EXTRACTED DATA

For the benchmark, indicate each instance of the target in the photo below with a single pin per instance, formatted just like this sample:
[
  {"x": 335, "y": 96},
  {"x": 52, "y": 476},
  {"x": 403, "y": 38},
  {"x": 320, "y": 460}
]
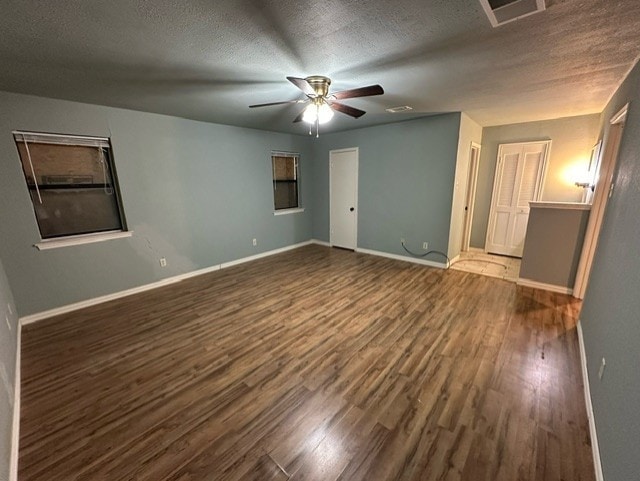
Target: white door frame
[
  {"x": 355, "y": 213},
  {"x": 604, "y": 190},
  {"x": 470, "y": 194},
  {"x": 539, "y": 190}
]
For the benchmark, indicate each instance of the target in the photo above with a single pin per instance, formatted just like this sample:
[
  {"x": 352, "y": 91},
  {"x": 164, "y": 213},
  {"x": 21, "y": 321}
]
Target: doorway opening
[{"x": 603, "y": 191}]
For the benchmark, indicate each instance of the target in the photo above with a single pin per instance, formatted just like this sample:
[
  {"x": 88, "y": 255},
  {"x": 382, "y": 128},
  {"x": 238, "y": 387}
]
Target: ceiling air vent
[
  {"x": 395, "y": 110},
  {"x": 505, "y": 11}
]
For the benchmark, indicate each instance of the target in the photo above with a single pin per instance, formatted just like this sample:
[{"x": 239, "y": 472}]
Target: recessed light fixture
[{"x": 395, "y": 110}]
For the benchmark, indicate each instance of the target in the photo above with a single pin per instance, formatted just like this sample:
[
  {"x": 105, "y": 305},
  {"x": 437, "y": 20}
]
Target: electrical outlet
[{"x": 601, "y": 371}]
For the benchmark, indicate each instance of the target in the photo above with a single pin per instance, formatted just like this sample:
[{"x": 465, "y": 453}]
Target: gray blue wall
[
  {"x": 572, "y": 139},
  {"x": 610, "y": 314},
  {"x": 193, "y": 192},
  {"x": 405, "y": 183},
  {"x": 8, "y": 346}
]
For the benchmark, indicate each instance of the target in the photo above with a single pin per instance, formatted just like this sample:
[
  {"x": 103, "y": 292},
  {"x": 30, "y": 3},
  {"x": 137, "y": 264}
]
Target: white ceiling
[{"x": 209, "y": 59}]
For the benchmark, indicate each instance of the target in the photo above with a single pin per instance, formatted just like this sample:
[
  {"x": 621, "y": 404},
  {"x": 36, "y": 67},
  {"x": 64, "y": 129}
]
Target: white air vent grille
[
  {"x": 395, "y": 110},
  {"x": 505, "y": 11}
]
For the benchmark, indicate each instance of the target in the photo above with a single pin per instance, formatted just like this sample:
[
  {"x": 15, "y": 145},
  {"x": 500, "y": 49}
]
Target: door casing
[{"x": 343, "y": 195}]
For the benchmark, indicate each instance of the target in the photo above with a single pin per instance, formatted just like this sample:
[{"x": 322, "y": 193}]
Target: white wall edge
[
  {"x": 242, "y": 260},
  {"x": 15, "y": 429},
  {"x": 543, "y": 286},
  {"x": 587, "y": 399},
  {"x": 401, "y": 258},
  {"x": 163, "y": 282}
]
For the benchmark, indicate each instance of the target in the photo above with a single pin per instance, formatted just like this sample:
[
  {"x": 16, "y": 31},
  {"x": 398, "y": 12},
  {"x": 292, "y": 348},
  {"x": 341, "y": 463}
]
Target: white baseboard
[
  {"x": 543, "y": 286},
  {"x": 164, "y": 282},
  {"x": 320, "y": 243},
  {"x": 401, "y": 258},
  {"x": 587, "y": 399},
  {"x": 280, "y": 250},
  {"x": 15, "y": 427}
]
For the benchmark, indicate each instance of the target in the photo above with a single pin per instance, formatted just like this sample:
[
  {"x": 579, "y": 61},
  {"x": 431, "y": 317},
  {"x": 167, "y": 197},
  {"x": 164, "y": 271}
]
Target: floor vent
[{"x": 505, "y": 11}]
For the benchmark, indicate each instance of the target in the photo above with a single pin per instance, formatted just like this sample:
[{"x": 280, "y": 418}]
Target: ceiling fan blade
[
  {"x": 346, "y": 109},
  {"x": 300, "y": 101},
  {"x": 303, "y": 85},
  {"x": 361, "y": 92}
]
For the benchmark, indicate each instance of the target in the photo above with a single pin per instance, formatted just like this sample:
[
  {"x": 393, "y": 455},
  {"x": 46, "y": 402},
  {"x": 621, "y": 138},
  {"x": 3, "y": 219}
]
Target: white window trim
[
  {"x": 81, "y": 239},
  {"x": 295, "y": 210}
]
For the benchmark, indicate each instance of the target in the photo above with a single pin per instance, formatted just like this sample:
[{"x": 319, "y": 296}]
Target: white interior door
[
  {"x": 518, "y": 181},
  {"x": 343, "y": 195}
]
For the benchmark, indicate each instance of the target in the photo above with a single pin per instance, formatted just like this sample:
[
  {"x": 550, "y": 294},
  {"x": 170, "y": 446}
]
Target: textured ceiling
[{"x": 210, "y": 59}]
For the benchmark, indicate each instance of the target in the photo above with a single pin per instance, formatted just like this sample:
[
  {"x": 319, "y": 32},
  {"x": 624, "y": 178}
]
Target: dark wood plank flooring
[{"x": 315, "y": 364}]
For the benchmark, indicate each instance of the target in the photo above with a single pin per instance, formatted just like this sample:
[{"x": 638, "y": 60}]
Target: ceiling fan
[{"x": 322, "y": 105}]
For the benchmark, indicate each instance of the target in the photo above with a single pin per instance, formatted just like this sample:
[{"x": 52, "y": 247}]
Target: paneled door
[
  {"x": 518, "y": 181},
  {"x": 343, "y": 197}
]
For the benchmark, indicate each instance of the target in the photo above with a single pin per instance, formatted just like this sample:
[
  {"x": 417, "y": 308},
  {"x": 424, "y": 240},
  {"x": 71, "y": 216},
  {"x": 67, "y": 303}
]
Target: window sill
[
  {"x": 81, "y": 239},
  {"x": 288, "y": 211}
]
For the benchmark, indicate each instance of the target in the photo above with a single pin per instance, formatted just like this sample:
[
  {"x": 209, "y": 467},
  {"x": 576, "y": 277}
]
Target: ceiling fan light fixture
[{"x": 317, "y": 111}]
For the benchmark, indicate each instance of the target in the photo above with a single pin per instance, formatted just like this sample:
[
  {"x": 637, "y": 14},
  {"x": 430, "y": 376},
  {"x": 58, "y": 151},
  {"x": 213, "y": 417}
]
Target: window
[
  {"x": 72, "y": 184},
  {"x": 285, "y": 180}
]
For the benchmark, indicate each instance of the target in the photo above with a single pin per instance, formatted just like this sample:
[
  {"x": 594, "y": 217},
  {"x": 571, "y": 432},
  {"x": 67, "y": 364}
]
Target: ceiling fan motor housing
[{"x": 319, "y": 84}]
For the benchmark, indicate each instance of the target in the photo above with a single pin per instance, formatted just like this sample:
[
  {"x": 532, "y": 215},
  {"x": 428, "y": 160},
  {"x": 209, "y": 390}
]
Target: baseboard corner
[
  {"x": 597, "y": 463},
  {"x": 15, "y": 426}
]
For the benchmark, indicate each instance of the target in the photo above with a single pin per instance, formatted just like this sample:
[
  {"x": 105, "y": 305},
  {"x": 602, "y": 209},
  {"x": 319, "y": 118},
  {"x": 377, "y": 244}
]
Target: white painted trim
[
  {"x": 163, "y": 282},
  {"x": 544, "y": 204},
  {"x": 236, "y": 262},
  {"x": 489, "y": 246},
  {"x": 470, "y": 195},
  {"x": 288, "y": 211},
  {"x": 116, "y": 295},
  {"x": 81, "y": 239},
  {"x": 320, "y": 243},
  {"x": 401, "y": 258},
  {"x": 620, "y": 116},
  {"x": 587, "y": 399},
  {"x": 15, "y": 429},
  {"x": 540, "y": 6},
  {"x": 355, "y": 206},
  {"x": 544, "y": 286}
]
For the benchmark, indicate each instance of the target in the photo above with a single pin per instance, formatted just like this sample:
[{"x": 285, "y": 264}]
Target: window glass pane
[
  {"x": 72, "y": 188},
  {"x": 285, "y": 182}
]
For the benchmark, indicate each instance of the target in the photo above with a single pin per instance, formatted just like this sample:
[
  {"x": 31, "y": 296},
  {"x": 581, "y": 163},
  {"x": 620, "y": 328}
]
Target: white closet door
[
  {"x": 343, "y": 198},
  {"x": 518, "y": 181}
]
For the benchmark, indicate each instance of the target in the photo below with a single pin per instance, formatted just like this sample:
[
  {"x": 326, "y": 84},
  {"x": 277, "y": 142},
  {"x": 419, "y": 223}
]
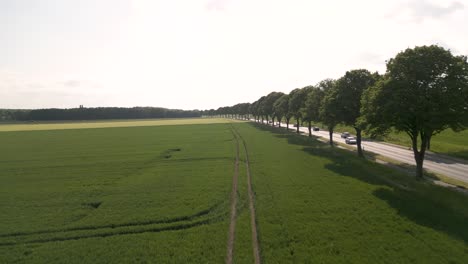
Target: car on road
[
  {"x": 350, "y": 140},
  {"x": 345, "y": 135}
]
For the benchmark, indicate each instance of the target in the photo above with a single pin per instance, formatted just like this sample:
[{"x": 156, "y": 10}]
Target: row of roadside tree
[{"x": 423, "y": 92}]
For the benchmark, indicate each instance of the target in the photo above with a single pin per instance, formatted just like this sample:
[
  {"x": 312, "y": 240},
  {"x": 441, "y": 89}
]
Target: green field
[
  {"x": 28, "y": 126},
  {"x": 161, "y": 194}
]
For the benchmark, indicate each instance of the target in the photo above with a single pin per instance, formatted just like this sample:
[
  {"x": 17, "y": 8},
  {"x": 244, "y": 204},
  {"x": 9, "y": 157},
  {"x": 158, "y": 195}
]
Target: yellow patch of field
[{"x": 113, "y": 123}]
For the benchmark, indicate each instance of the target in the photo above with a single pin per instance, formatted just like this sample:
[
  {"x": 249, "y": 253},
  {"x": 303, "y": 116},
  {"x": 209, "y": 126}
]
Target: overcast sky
[{"x": 200, "y": 54}]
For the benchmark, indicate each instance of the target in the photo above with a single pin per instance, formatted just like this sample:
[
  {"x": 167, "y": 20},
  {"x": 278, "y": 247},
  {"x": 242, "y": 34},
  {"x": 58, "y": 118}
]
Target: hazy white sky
[{"x": 203, "y": 53}]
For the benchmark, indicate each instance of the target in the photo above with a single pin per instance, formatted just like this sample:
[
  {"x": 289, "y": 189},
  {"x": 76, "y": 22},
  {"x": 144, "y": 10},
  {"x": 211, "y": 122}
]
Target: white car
[{"x": 350, "y": 140}]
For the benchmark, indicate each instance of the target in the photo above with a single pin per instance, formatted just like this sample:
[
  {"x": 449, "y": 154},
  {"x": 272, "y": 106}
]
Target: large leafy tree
[
  {"x": 280, "y": 109},
  {"x": 349, "y": 91},
  {"x": 424, "y": 91},
  {"x": 310, "y": 111},
  {"x": 329, "y": 108},
  {"x": 296, "y": 102},
  {"x": 268, "y": 105}
]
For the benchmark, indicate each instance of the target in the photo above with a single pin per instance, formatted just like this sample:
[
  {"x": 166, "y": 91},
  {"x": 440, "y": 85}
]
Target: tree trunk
[
  {"x": 419, "y": 154},
  {"x": 358, "y": 142},
  {"x": 429, "y": 142}
]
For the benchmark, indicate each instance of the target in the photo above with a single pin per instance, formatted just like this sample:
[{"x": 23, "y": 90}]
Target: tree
[
  {"x": 280, "y": 109},
  {"x": 268, "y": 105},
  {"x": 329, "y": 108},
  {"x": 349, "y": 91},
  {"x": 424, "y": 91},
  {"x": 310, "y": 111},
  {"x": 296, "y": 102}
]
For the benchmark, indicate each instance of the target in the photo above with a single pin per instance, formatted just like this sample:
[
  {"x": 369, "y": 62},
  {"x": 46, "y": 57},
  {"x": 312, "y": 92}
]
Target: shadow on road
[{"x": 427, "y": 205}]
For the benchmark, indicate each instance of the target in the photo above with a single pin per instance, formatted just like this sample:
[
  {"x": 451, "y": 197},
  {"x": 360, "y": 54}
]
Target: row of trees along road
[{"x": 423, "y": 92}]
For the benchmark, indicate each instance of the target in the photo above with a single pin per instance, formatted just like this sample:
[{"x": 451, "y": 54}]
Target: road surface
[{"x": 447, "y": 166}]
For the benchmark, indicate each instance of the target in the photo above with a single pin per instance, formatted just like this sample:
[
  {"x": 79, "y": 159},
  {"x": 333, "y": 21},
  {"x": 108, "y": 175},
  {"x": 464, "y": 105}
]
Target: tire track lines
[
  {"x": 253, "y": 218},
  {"x": 232, "y": 225}
]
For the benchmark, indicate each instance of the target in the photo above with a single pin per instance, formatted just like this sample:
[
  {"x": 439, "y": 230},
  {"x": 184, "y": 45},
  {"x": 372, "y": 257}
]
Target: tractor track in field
[
  {"x": 253, "y": 218},
  {"x": 232, "y": 224}
]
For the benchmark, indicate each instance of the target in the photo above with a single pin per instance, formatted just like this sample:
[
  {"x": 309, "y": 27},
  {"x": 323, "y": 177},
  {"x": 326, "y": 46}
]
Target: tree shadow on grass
[{"x": 427, "y": 205}]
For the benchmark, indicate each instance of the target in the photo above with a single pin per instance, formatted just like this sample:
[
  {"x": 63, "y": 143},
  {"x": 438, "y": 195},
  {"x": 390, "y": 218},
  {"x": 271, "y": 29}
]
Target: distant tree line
[
  {"x": 423, "y": 92},
  {"x": 95, "y": 113}
]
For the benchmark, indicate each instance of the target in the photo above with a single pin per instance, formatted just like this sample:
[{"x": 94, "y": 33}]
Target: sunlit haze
[{"x": 203, "y": 54}]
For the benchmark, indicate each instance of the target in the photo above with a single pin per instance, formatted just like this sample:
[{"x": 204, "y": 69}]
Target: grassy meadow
[
  {"x": 316, "y": 204},
  {"x": 161, "y": 194},
  {"x": 134, "y": 194},
  {"x": 43, "y": 125}
]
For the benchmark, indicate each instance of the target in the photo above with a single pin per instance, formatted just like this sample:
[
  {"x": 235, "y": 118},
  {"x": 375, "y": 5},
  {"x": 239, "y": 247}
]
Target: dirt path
[
  {"x": 253, "y": 218},
  {"x": 232, "y": 225}
]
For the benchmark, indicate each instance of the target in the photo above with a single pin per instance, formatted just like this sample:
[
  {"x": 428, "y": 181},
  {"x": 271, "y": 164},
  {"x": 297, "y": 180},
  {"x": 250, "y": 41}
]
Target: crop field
[
  {"x": 165, "y": 194},
  {"x": 27, "y": 126},
  {"x": 135, "y": 194}
]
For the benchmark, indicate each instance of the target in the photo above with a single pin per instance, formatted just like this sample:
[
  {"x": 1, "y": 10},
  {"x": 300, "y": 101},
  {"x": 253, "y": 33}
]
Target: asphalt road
[{"x": 447, "y": 166}]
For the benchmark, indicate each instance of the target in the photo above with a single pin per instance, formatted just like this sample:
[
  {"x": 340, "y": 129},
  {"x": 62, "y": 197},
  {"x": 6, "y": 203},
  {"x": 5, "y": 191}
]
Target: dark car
[
  {"x": 345, "y": 135},
  {"x": 350, "y": 140}
]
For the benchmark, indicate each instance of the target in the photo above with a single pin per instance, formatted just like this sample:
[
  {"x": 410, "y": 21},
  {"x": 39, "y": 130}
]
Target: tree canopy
[{"x": 424, "y": 91}]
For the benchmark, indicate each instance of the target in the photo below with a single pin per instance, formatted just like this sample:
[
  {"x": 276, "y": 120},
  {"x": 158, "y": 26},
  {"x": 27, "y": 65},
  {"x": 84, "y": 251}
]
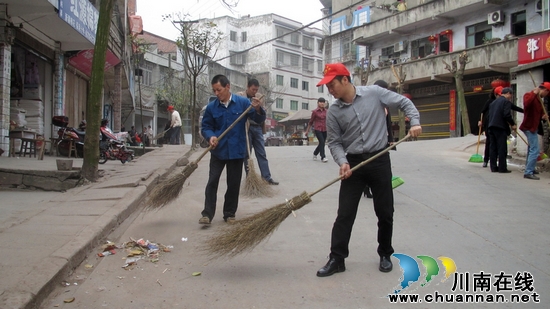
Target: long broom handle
[
  {"x": 224, "y": 133},
  {"x": 479, "y": 133},
  {"x": 361, "y": 164},
  {"x": 540, "y": 99}
]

STATED GOAL
How many lines of the records above contain the string "baseboard"? Case counts. Reply with the number alone.

WRITTEN SOLUTION
2